**SHORT EXERCISE**
Convert all of the data below into a Markdown table with columns named "Row" and "Line," one numbered row per line, skipping blank lines. Leave the pictures out of your answer.

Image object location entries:
※ ※ ※

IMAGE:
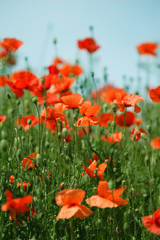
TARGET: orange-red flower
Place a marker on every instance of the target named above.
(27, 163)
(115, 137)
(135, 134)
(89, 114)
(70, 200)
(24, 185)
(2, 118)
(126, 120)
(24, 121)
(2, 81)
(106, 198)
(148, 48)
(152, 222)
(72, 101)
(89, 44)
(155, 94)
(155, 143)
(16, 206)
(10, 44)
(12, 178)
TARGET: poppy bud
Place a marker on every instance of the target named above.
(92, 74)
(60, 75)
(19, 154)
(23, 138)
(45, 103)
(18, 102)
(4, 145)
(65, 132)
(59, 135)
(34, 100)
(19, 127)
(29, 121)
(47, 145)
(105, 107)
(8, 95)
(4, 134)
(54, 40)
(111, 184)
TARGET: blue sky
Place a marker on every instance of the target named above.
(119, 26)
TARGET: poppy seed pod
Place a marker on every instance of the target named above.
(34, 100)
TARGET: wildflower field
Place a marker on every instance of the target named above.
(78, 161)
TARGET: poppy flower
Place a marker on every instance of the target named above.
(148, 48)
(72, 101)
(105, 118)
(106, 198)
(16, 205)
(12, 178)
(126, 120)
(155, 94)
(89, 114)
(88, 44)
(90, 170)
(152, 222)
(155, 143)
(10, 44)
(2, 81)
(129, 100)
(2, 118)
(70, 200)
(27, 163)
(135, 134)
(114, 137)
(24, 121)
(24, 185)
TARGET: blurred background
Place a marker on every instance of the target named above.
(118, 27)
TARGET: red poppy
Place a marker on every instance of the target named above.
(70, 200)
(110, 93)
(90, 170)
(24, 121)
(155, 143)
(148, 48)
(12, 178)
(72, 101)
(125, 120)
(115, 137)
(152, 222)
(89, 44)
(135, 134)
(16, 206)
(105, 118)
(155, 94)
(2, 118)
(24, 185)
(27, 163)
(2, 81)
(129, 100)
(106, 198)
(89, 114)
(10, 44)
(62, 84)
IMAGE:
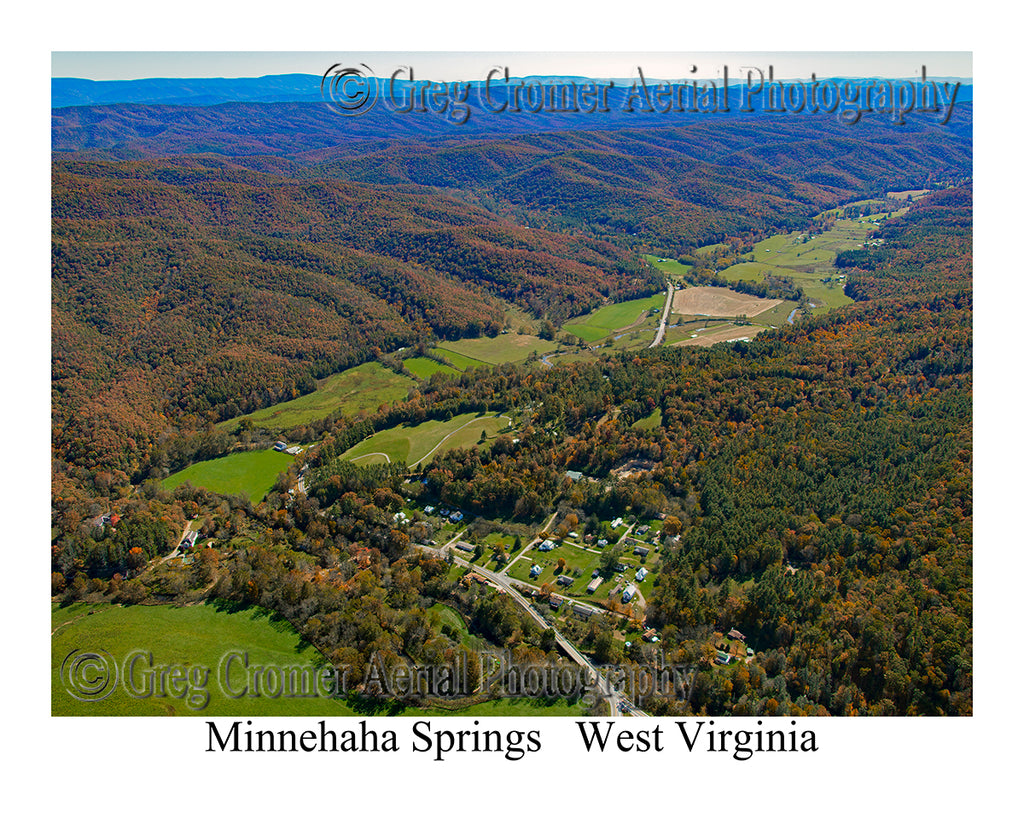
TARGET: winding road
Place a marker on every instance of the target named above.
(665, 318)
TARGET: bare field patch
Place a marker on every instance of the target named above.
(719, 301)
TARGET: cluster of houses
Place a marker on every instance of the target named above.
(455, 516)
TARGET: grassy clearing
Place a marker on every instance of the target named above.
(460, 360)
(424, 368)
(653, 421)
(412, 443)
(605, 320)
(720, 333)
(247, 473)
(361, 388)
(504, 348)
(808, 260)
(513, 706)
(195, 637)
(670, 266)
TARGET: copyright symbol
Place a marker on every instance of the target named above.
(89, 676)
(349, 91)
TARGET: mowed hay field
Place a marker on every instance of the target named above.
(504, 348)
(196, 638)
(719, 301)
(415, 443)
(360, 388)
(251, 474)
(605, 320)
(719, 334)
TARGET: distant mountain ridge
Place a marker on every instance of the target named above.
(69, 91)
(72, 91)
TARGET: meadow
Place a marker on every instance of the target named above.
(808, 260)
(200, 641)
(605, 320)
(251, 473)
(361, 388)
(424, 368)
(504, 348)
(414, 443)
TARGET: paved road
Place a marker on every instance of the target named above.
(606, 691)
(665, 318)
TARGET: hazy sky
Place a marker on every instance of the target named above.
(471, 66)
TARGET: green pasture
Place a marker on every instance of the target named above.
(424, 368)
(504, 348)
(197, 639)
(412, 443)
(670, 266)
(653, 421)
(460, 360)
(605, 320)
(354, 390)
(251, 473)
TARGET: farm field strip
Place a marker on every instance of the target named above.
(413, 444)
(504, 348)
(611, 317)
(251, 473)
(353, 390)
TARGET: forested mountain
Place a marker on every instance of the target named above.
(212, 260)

※ ※ ※

**THE RESULT**
| Row | Line |
|---|---|
| 1 | IMAGE: |
| 2 | TARGET: orange-red flower |
| 3 | Place a marker on every instance of the target named above. |
| 4 | (27, 163) |
| 5 | (115, 137) |
| 6 | (135, 134) |
| 7 | (89, 114) |
| 8 | (70, 200) |
| 9 | (24, 185) |
| 10 | (2, 118) |
| 11 | (126, 120) |
| 12 | (24, 121) |
| 13 | (2, 81) |
| 14 | (106, 198) |
| 15 | (148, 48) |
| 16 | (152, 222) |
| 17 | (72, 101) |
| 18 | (89, 44) |
| 19 | (155, 94) |
| 20 | (155, 143) |
| 21 | (16, 206) |
| 22 | (10, 44) |
| 23 | (12, 178) |
| 24 | TARGET: poppy bud |
| 25 | Place a marker on every instance of the target named above. |
| 26 | (92, 74) |
| 27 | (60, 75) |
| 28 | (19, 154) |
| 29 | (23, 138) |
| 30 | (45, 103) |
| 31 | (18, 102) |
| 32 | (4, 145) |
| 33 | (65, 132) |
| 34 | (59, 135) |
| 35 | (34, 100) |
| 36 | (19, 127) |
| 37 | (29, 121) |
| 38 | (47, 145) |
| 39 | (105, 107) |
| 40 | (8, 95) |
| 41 | (4, 134) |
| 42 | (54, 40) |
| 43 | (111, 184) |
| 44 | TARGET: blue sky |
| 45 | Place a marker on every instance of the target named above. |
| 46 | (119, 26) |
| 47 | TARGET: poppy seed pod |
| 48 | Place a marker on every instance of the target named above. |
| 49 | (34, 100) |
| 50 | TARGET: wildflower field |
| 51 | Place a marker on every instance of the target named above. |
| 52 | (78, 161) |
| 53 | TARGET: poppy flower |
| 54 | Place a marker on every instance of the target named above. |
| 55 | (148, 48) |
| 56 | (72, 101) |
| 57 | (105, 118) |
| 58 | (106, 198) |
| 59 | (16, 205) |
| 60 | (12, 178) |
| 61 | (126, 120) |
| 62 | (155, 94) |
| 63 | (89, 114) |
| 64 | (88, 44) |
| 65 | (90, 170) |
| 66 | (152, 222) |
| 67 | (155, 143) |
| 68 | (10, 44) |
| 69 | (2, 81) |
| 70 | (129, 100) |
| 71 | (2, 118) |
| 72 | (70, 200) |
| 73 | (27, 163) |
| 74 | (135, 134) |
| 75 | (114, 137) |
| 76 | (24, 121) |
| 77 | (24, 185) |
| 78 | TARGET: blurred background |
| 79 | Place a marker on every instance of the target named above. |
| 80 | (118, 27) |
| 81 | TARGET: red poppy |
| 82 | Place a marker on every instance of the target named above. |
| 83 | (70, 200) |
| 84 | (110, 93) |
| 85 | (90, 170) |
| 86 | (24, 121) |
| 87 | (155, 143) |
| 88 | (148, 48) |
| 89 | (12, 178) |
| 90 | (72, 101) |
| 91 | (125, 120) |
| 92 | (115, 137) |
| 93 | (152, 222) |
| 94 | (89, 44) |
| 95 | (135, 134) |
| 96 | (16, 206) |
| 97 | (105, 118) |
| 98 | (155, 94) |
| 99 | (2, 118) |
| 100 | (24, 185) |
| 101 | (27, 163) |
| 102 | (2, 81) |
| 103 | (129, 100) |
| 104 | (106, 198) |
| 105 | (89, 114) |
| 106 | (10, 44) |
| 107 | (62, 84) |
| 108 | IMAGE: |
| 109 | TARGET: winding road |
| 110 | Place a marker on every instance of the target named above. |
| 111 | (665, 318) |
| 112 | TARGET: bare field patch |
| 113 | Place a marker on every instance of the target named above. |
| 114 | (719, 301) |
| 115 | TARGET: cluster of houses |
| 116 | Place a marker on every instance of the target named above. |
| 117 | (455, 516) |
| 118 | TARGET: grassy clearing |
| 119 | Place a marker on every instance of the target named above. |
| 120 | (460, 360) |
| 121 | (424, 368) |
| 122 | (653, 421) |
| 123 | (412, 443) |
| 124 | (605, 320) |
| 125 | (720, 333) |
| 126 | (247, 473) |
| 127 | (361, 388) |
| 128 | (504, 348) |
| 129 | (808, 260) |
| 130 | (513, 706) |
| 131 | (195, 637) |
| 132 | (670, 266) |
| 133 | TARGET: copyright symbol |
| 134 | Place a marker on every instance of the target named above. |
| 135 | (89, 676) |
| 136 | (349, 91) |
| 137 | TARGET: mowed hay field |
| 138 | Place a marker on every instance of the target named above. |
| 139 | (504, 348) |
| 140 | (196, 638) |
| 141 | (719, 301) |
| 142 | (415, 443) |
| 143 | (360, 388) |
| 144 | (251, 474) |
| 145 | (605, 320) |
| 146 | (719, 334) |
| 147 | TARGET: distant mountain ridge |
| 148 | Place a marker on every instance of the target named above. |
| 149 | (69, 91) |
| 150 | (72, 91) |
| 151 | TARGET: meadow |
| 152 | Place a marker on every instance of the target named above. |
| 153 | (808, 260) |
| 154 | (200, 641) |
| 155 | (605, 320) |
| 156 | (251, 473) |
| 157 | (361, 388) |
| 158 | (424, 368) |
| 159 | (504, 348) |
| 160 | (414, 443) |
| 161 | TARGET: paved road |
| 162 | Place a marker on every instance of the target named above. |
| 163 | (606, 691) |
| 164 | (665, 318) |
| 165 | TARGET: hazy sky |
| 166 | Place a marker on every instance of the target named above. |
| 167 | (471, 66) |
| 168 | TARGET: green pasture |
| 169 | Place a marker on every instance of the target named above. |
| 170 | (424, 368) |
| 171 | (504, 348) |
| 172 | (197, 639) |
| 173 | (412, 443) |
| 174 | (670, 266) |
| 175 | (653, 421) |
| 176 | (460, 360) |
| 177 | (605, 320) |
| 178 | (354, 390) |
| 179 | (251, 473) |
| 180 | TARGET: farm field strip |
| 181 | Place a marker on every instance of the target named above. |
| 182 | (413, 444) |
| 183 | (504, 348) |
| 184 | (611, 317) |
| 185 | (251, 473) |
| 186 | (353, 390) |
| 187 | TARGET: forested mountain |
| 188 | Place a marker on every instance of the target named above. |
| 189 | (212, 260) |